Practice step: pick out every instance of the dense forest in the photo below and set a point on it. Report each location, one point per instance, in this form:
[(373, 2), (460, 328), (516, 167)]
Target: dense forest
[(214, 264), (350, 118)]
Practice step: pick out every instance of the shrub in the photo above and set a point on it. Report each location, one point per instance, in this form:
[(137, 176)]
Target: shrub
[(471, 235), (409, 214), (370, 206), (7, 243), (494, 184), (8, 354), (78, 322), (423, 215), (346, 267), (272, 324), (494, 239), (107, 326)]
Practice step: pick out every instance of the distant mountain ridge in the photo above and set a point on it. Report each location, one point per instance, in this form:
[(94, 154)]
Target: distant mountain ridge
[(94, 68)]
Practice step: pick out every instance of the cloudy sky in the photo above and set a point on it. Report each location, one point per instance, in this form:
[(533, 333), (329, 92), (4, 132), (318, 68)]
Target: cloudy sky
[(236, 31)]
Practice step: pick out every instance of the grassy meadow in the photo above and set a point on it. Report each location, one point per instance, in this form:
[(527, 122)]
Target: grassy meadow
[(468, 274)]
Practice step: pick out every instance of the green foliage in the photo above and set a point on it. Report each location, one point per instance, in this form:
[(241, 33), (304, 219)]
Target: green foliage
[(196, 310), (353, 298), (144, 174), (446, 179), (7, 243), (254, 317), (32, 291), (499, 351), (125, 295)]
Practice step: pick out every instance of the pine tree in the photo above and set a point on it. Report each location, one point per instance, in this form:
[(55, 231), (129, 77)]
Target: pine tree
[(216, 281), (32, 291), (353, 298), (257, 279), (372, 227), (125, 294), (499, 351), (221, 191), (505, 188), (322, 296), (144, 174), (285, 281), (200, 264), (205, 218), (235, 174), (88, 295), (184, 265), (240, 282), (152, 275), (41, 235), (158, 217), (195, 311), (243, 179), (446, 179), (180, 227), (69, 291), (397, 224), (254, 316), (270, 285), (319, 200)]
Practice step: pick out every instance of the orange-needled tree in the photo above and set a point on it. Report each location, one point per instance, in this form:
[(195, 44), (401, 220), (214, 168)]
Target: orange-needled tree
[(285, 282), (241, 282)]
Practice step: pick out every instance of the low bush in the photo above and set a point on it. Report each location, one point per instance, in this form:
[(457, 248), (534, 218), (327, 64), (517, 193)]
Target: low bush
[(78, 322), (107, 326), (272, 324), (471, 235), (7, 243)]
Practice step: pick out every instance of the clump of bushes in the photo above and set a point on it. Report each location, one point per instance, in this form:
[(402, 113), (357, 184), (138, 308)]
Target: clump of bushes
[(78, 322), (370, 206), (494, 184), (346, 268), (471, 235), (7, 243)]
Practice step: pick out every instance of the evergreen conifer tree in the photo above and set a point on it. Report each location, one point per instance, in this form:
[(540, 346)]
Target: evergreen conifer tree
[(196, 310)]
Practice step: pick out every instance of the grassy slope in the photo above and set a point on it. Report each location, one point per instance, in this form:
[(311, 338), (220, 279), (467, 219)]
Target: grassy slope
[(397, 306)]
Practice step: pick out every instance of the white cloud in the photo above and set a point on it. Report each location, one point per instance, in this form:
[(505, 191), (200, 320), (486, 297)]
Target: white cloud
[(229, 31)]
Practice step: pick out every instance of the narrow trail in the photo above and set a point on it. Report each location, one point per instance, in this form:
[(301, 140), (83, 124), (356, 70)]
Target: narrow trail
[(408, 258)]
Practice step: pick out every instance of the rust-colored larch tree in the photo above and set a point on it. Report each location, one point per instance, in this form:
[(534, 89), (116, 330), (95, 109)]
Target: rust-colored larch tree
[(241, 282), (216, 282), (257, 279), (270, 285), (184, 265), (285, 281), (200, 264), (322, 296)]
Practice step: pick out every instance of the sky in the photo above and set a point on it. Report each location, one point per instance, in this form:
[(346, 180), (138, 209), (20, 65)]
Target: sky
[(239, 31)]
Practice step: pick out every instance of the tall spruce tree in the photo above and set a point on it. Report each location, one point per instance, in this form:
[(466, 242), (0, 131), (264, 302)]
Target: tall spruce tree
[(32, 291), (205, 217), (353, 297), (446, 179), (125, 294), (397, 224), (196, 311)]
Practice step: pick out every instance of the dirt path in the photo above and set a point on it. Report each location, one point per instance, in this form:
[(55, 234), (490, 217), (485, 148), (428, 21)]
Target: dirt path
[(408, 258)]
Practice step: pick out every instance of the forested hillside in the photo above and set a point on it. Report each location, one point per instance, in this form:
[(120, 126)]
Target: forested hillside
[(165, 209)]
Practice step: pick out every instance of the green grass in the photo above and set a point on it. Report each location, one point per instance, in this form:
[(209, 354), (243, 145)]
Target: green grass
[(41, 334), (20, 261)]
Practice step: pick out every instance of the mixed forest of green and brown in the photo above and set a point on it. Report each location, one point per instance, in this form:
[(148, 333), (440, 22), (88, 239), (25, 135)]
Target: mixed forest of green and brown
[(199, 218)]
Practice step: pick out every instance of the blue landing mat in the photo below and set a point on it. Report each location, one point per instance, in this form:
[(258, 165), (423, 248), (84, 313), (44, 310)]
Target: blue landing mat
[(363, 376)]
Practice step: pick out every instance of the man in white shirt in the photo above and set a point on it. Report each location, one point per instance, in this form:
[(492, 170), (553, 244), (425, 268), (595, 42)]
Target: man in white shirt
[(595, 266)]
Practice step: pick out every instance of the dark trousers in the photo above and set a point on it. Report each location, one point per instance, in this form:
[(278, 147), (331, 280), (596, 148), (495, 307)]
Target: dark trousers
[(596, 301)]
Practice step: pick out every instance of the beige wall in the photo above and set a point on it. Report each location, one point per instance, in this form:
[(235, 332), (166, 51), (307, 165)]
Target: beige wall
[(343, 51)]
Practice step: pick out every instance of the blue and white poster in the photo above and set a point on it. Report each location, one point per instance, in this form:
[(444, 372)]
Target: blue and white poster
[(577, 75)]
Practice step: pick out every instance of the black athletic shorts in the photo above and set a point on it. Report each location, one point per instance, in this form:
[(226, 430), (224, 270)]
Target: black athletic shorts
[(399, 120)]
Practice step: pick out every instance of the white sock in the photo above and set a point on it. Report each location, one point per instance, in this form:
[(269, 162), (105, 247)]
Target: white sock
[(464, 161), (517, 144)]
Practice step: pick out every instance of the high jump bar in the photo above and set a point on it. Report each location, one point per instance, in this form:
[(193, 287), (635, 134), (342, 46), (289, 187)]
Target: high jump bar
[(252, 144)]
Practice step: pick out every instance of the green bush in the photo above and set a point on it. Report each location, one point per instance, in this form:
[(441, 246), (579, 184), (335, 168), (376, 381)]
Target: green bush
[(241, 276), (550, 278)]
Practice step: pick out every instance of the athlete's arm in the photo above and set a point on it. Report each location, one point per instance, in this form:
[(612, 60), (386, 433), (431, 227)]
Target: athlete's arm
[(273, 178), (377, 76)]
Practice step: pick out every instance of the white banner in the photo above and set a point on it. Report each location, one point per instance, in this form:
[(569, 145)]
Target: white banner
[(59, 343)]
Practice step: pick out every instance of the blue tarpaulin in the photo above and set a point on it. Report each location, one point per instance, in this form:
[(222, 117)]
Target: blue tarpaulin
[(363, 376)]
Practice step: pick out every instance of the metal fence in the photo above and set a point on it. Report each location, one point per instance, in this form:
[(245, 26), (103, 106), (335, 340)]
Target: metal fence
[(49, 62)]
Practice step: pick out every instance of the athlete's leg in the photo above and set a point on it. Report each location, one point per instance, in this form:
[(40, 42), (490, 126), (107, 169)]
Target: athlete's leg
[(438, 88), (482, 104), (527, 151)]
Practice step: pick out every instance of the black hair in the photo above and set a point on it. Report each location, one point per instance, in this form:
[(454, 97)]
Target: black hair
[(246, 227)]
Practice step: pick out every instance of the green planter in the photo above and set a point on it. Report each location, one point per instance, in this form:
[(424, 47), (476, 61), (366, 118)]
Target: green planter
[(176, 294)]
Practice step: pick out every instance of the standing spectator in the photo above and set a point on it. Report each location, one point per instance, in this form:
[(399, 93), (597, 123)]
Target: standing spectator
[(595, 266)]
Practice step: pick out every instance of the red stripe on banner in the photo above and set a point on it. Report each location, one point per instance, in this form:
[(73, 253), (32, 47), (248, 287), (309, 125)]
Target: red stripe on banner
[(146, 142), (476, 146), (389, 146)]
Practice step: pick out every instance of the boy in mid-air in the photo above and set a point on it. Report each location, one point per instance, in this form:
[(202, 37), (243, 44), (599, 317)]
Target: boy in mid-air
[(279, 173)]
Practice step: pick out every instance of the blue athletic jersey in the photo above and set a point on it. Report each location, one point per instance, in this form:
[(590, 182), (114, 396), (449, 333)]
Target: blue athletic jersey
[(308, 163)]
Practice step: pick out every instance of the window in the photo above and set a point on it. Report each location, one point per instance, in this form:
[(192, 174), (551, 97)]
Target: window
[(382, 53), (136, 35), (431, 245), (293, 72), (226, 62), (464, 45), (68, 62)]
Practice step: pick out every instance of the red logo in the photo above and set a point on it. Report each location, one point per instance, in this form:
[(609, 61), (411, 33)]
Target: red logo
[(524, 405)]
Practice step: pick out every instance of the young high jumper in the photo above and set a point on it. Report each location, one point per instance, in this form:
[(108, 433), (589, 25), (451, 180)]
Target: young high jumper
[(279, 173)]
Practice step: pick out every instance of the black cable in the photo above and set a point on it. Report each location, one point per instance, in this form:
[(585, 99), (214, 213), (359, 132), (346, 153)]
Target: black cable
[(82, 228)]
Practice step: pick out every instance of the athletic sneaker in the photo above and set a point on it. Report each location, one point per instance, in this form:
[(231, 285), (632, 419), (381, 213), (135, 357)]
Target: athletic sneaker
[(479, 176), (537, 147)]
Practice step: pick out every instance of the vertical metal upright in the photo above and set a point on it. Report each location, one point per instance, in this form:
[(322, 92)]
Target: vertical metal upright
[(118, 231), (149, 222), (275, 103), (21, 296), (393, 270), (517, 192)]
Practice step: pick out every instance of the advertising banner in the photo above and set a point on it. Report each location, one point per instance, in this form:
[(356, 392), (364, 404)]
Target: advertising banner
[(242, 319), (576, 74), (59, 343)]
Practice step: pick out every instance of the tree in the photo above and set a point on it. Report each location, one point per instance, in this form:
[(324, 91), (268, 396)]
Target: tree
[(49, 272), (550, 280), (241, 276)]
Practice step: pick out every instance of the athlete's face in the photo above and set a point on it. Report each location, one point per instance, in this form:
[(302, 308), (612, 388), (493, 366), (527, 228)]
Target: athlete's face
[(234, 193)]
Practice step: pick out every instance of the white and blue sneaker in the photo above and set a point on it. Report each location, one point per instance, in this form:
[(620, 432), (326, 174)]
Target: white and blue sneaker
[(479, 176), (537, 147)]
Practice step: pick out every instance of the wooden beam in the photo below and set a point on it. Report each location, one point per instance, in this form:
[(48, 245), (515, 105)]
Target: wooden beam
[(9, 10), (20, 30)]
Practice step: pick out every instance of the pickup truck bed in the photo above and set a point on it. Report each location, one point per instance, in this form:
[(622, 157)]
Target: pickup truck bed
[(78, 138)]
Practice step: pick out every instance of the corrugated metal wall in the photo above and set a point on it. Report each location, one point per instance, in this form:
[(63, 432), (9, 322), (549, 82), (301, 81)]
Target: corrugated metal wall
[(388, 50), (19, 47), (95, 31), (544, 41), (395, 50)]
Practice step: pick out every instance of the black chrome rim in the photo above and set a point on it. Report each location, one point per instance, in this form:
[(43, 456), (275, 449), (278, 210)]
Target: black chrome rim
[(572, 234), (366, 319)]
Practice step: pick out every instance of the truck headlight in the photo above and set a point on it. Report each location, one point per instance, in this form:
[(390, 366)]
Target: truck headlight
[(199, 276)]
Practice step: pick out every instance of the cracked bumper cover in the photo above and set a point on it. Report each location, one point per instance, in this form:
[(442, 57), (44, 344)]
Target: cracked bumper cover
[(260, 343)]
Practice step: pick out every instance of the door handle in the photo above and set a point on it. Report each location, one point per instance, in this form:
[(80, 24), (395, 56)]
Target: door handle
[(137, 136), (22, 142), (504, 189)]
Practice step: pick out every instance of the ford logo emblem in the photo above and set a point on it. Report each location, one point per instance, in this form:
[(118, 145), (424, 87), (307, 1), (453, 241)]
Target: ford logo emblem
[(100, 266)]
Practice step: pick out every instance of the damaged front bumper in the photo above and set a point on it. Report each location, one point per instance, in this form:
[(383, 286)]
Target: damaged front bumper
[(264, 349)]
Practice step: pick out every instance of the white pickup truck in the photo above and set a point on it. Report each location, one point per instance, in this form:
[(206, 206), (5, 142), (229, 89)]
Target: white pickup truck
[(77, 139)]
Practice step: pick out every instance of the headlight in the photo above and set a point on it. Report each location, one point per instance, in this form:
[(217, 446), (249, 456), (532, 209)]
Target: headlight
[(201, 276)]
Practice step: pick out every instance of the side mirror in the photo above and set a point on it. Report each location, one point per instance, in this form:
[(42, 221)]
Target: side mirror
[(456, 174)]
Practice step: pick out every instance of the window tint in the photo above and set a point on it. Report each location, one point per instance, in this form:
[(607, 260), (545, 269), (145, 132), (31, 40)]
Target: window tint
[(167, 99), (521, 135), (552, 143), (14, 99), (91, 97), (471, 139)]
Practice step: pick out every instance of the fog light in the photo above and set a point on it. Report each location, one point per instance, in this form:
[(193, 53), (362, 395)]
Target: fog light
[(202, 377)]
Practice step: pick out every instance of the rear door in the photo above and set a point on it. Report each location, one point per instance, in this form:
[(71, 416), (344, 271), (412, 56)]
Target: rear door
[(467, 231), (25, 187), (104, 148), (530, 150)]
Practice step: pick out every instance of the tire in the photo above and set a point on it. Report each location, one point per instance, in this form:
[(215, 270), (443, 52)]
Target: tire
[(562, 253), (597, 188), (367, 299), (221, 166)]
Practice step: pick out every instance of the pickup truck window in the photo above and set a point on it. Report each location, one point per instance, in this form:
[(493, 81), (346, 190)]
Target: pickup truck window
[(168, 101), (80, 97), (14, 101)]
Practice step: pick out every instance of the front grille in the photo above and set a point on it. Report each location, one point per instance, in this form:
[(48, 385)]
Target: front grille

● **Problem details**:
Copy out every line of the records from the one containing "Practice step: pick out every instance of the green bush" down to the one containing "[(241, 276), (550, 278)]", keeping both of those lines.

● **Exercise response**:
Practice step: pick out every instance of the green bush in the photo above and set a point on it. Report each location, one point per instance, in this form:
[(441, 246), (579, 184), (335, 168), (376, 381)]
Target: green bush
[(241, 276), (550, 278)]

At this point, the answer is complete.